▶ [Required action] A word-for-word transcription of the data below is required.
________________________
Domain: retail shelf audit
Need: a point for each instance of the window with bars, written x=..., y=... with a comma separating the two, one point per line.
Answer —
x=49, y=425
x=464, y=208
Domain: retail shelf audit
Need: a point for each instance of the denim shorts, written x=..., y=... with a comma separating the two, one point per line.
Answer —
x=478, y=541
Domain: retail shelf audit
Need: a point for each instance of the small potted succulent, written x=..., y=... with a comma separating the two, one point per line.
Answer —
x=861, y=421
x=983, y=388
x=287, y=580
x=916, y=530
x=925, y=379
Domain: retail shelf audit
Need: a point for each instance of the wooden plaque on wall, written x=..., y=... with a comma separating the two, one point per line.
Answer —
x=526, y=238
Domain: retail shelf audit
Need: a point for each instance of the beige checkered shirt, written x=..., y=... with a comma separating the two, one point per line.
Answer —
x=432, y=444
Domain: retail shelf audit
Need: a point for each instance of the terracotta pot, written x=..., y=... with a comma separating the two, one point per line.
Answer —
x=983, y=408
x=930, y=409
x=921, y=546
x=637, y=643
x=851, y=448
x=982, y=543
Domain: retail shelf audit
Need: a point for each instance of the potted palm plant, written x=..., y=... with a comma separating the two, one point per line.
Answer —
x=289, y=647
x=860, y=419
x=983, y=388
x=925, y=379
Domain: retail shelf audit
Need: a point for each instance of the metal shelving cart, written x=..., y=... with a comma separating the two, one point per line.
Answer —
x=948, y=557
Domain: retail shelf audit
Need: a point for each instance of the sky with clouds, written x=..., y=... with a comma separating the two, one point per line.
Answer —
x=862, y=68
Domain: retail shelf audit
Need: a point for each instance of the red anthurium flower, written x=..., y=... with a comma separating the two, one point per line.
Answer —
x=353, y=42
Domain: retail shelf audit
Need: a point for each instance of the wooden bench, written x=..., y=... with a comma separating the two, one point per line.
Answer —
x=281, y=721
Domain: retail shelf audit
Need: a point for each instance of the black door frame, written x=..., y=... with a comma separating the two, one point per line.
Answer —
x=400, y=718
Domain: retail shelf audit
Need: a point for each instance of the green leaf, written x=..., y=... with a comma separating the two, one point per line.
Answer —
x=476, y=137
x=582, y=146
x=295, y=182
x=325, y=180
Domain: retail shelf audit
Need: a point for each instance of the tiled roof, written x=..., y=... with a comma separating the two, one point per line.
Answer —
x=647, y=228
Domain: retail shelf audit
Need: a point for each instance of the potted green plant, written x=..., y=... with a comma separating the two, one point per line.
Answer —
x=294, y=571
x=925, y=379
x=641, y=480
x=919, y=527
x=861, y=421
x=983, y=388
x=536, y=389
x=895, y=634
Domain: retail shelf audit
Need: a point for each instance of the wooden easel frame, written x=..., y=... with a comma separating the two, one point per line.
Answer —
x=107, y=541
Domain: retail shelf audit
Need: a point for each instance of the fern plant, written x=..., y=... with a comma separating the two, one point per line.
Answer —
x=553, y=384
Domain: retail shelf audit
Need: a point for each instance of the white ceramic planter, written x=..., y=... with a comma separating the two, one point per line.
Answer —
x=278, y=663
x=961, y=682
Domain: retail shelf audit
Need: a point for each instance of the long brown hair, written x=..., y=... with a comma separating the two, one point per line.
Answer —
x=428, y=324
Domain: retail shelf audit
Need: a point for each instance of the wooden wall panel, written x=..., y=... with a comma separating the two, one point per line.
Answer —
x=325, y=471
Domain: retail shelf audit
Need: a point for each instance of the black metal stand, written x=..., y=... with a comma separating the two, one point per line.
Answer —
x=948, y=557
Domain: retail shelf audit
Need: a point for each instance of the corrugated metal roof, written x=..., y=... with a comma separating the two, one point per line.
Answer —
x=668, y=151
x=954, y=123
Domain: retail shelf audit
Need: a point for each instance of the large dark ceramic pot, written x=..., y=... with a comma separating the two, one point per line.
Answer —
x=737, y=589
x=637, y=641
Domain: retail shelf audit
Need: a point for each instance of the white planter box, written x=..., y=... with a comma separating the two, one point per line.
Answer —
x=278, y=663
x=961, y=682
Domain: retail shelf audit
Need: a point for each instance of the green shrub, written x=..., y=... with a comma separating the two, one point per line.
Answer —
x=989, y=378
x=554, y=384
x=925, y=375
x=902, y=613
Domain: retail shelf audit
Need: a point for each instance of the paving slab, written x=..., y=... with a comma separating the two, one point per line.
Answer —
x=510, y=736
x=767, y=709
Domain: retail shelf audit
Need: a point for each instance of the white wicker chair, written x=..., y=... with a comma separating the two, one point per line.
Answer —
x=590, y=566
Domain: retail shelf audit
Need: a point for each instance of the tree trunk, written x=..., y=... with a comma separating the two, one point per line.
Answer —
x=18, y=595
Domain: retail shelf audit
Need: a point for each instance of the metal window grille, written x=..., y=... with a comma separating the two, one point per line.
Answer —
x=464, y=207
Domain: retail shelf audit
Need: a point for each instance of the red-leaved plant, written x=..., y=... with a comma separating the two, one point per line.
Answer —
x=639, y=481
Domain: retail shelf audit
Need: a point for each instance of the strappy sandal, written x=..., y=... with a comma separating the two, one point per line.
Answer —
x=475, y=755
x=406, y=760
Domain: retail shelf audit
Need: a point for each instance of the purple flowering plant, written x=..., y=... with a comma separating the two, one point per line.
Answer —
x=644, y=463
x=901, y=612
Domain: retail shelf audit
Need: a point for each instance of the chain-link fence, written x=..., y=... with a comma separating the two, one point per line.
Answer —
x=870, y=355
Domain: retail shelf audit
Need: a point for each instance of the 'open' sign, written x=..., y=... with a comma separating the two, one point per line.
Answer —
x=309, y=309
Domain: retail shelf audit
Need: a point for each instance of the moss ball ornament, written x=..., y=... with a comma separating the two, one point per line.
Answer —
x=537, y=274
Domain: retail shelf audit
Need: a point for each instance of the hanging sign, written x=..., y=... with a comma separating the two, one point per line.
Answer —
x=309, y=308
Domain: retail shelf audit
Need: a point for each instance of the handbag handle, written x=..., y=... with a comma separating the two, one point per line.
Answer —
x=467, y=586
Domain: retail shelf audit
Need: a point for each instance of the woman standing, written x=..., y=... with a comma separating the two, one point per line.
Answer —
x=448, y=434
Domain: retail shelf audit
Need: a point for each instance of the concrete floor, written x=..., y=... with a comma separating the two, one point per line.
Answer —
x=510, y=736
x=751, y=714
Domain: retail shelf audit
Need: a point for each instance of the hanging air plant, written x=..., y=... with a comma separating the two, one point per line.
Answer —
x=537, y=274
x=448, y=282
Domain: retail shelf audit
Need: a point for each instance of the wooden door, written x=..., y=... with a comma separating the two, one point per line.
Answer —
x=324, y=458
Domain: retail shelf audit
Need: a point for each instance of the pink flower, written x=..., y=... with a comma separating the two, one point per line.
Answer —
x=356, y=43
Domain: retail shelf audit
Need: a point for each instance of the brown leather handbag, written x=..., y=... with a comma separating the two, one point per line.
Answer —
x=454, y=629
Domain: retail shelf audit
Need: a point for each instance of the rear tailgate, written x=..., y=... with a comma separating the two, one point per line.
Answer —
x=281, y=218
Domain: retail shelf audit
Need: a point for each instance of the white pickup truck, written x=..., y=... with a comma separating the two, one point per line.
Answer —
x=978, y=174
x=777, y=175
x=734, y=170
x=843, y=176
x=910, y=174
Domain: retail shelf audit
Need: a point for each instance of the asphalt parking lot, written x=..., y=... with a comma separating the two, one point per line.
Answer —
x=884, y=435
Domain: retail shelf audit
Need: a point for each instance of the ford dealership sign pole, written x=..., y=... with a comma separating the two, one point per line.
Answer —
________________________
▶ [Response box]
Domain: retail shelf audit
Need: a point for each instance of the window with bars, written x=..., y=... with a comma separating the two, one point per line.
Answer —
x=49, y=425
x=464, y=208
Domain: retail shelf audit
Need: a point for each instance of the denim shorts, written x=..., y=... with a comma separating the two, one point per line.
Answer —
x=478, y=541
Domain: retail shelf audit
Need: a point for each instance of the small potted succulent, written x=..., y=... with a comma separating the two, one point per line.
Answer —
x=861, y=421
x=983, y=388
x=287, y=580
x=916, y=530
x=925, y=379
Domain: retail shelf audit
Need: a point for each instance of the wooden plaque on wall, written x=..., y=... with a comma separating the two, one point per line.
Answer —
x=526, y=238
Domain: retail shelf audit
Need: a point for each instance of the beige checkered shirt, written x=..., y=... with a comma separating the two, one point per line.
Answer —
x=432, y=444
Domain: retail shelf audit
Need: a point for each instance of the terracotta pot, written x=..., y=... with a comma separating the two, one point per line.
Answer —
x=983, y=408
x=930, y=409
x=921, y=546
x=637, y=643
x=851, y=448
x=982, y=543
Domain: retail shelf audit
Need: a point for each instance of the potted palm plant, written x=..., y=... with a comma separating the two, one point per line.
Answer —
x=289, y=647
x=860, y=419
x=983, y=388
x=925, y=379
Domain: retail shelf audit
Need: a point for each instance of the metal shelving cart, written x=..., y=... with a comma separating the two, one point per line.
Answer —
x=948, y=557
Domain: retail shelf audit
Need: a point for each instance of the sky with clouds, written x=..., y=... with a comma separating the two, one point per line.
Answer —
x=862, y=68
Domain: retail shelf audit
Need: a point for each instance of the red anthurium flower, written x=..., y=... with a comma separating the two, one point per line.
Answer —
x=353, y=42
Domain: retail shelf audit
Need: a point for each instance of the wooden bench, written x=..., y=... with a comma separating the two, one point per line.
Answer —
x=281, y=721
Domain: retail shelf audit
Need: a point for each instance of the black door frame, written x=..., y=... with a comma separating the two, one point per line.
Answer —
x=400, y=718
Domain: retail shelf audit
Need: a point for each instance of the green leaf, written x=..., y=... with a comma separating the two, one point per line.
Answer —
x=476, y=137
x=582, y=146
x=295, y=182
x=325, y=180
Domain: retail shelf audit
Need: a point for each instance of the tiled roof, written x=..., y=... with a comma separating the two, one point per line.
Answer —
x=647, y=228
Domain: retail shelf audit
Need: a point for each instance of the potted green plant, written x=..., y=... with a comma separating the two, one point per line.
Answer —
x=294, y=571
x=925, y=379
x=641, y=480
x=919, y=527
x=861, y=421
x=983, y=388
x=536, y=389
x=895, y=634
Domain: retail shelf audit
Need: a point for each instance of the wooden easel frame, written x=..., y=... with a comma separating the two, one point per line.
Answer —
x=107, y=541
Domain: retail shelf audit
Need: a point for each instance of the fern plant, written x=..., y=... with a comma separating the two, one point per line.
Answer —
x=553, y=384
Domain: retail shelf audit
Need: a point for each instance of the white ceramic planter, written x=..., y=... with a comma separating the two, one point per line.
Answer —
x=278, y=663
x=961, y=682
Domain: retail shelf audit
Need: a point for each instance of the long brown hair, written x=..., y=... with a comma separating the two, one point per line.
Answer —
x=428, y=324
Domain: retail shelf audit
Need: a point for each instance of the wooden wall panel, written x=..., y=... with a comma separating the two, one point per line.
Answer —
x=325, y=471
Domain: retail shelf audit
Need: a point for each instance of the black metal stand, written x=..., y=... with a comma separating the two, one point per line.
Answer —
x=948, y=557
Domain: retail shelf audit
Need: a point for each instance of the corrugated metal roof, written x=..., y=... with a comma separating the two, one point per line.
Answer —
x=668, y=151
x=954, y=123
Domain: retail shelf audit
Need: a point for each instance of the large dark ceramic pot, written x=..., y=... with a comma separating the two, one point per line.
Answer —
x=737, y=589
x=637, y=641
Domain: retail shelf audit
Need: a point for each instance of the white planter box, written x=..., y=... with a comma separating the two, one point per line.
Answer —
x=278, y=663
x=961, y=682
Domain: retail shelf audit
Need: a point for each instance of the green shrub, written x=..., y=... with a comma separating the two, one point per line.
Answer —
x=989, y=378
x=554, y=384
x=925, y=375
x=902, y=613
Domain: retail shelf audit
Need: a point for each instance of the paving slab, written x=..., y=... with a comma separating the two, one point per line.
Answer —
x=510, y=736
x=767, y=709
Domain: retail shelf audit
Need: a point for each instance of the white wicker chair, written x=..., y=... with a comma separating the two, one point per line.
Answer —
x=590, y=566
Domain: retail shelf audit
Need: a point for each instance of the tree trunk, written x=..., y=... with a comma separating the two, one point per line.
Answer —
x=18, y=595
Domain: retail shelf audit
Need: a point for each instance of the metal window grille, written x=..., y=... with a comma separating the two, one point per line.
Answer —
x=464, y=207
Domain: retail shelf audit
Need: a point for each instance of the red-leaved plant, written x=..., y=... with a comma separating the two, one point per line.
Answer —
x=639, y=481
Domain: retail shelf audit
Need: a point for each instance of the strappy sandal, written x=..., y=... with a comma separating the two, one point per line.
Answer —
x=475, y=755
x=406, y=760
Domain: retail shelf audit
Need: a point for each instance of the purple flowering plant, written x=..., y=... with a comma separating the two, one point per line.
Answer —
x=644, y=463
x=901, y=612
Domain: retail shelf audit
Need: a point for each instance of the chain-link fence, written x=..., y=... with a comma separating the two, one point per line.
Answer —
x=870, y=355
Domain: retail shelf audit
Need: a point for each instance of the 'open' sign, written x=..., y=... with a comma separating the two, one point per line.
Answer —
x=309, y=309
Domain: retail shelf audit
Need: a point for each instance of the moss ball ornament, written x=..., y=... with a comma separating the two, one point per line.
Answer —
x=537, y=274
Domain: retail shelf audit
Need: a point for each instance of the hanging sign, written x=..., y=... with a comma separating the two, one point per line.
Answer —
x=309, y=308
Domain: retail shelf audit
Need: a point for each instance of the handbag handle, written x=..., y=... with a comma separating the two, one point per line.
Answer —
x=467, y=586
Domain: retail shelf audit
Need: a point for each instance of the woman standing, written x=..., y=... with a comma separating the two, one point per line.
Answer —
x=448, y=434
Domain: retail shelf audit
Need: a point for each instance of the concrete floor, written x=..., y=... with a comma separating the two, one point per line.
Answer —
x=510, y=736
x=751, y=714
Domain: retail shelf audit
Need: a point for each instance of the hanging air plant, written x=..., y=... with a comma separating the two, one point per line.
Answer —
x=537, y=274
x=448, y=282
Domain: retail shelf audit
Need: a point for each instance of the wooden door, written x=..., y=... with a comma separating the two, one point per line.
Answer —
x=324, y=458
Domain: retail shelf audit
Need: a point for each instance of the pink flower, written x=..., y=... with a comma separating the two, one point per line.
Answer —
x=356, y=43
Domain: retail shelf audit
Need: a point for each instance of the brown leather handbag, written x=..., y=... with a comma separating the two, one point per line.
Answer —
x=454, y=629
Domain: retail shelf audit
Need: a point for each instance of the rear tailgate, written x=..., y=... with a comma separating the two, one point per line.
Answer —
x=281, y=218
Domain: retail shelf audit
Need: a point for each instance of the white pickup truck, written x=..., y=... with a comma separating the two, one point per line.
Answer —
x=978, y=174
x=777, y=175
x=734, y=170
x=843, y=176
x=910, y=174
Domain: retail shelf audit
Need: a point for each instance of the asphalt parking lot, written x=..., y=... with a comma separating the two, one point per line.
Answer —
x=884, y=435
Domain: retail shelf audit
Need: a point for each instance of the ford dealership sign pole, written x=..., y=... with a comma separating the two, one point per line.
Answer —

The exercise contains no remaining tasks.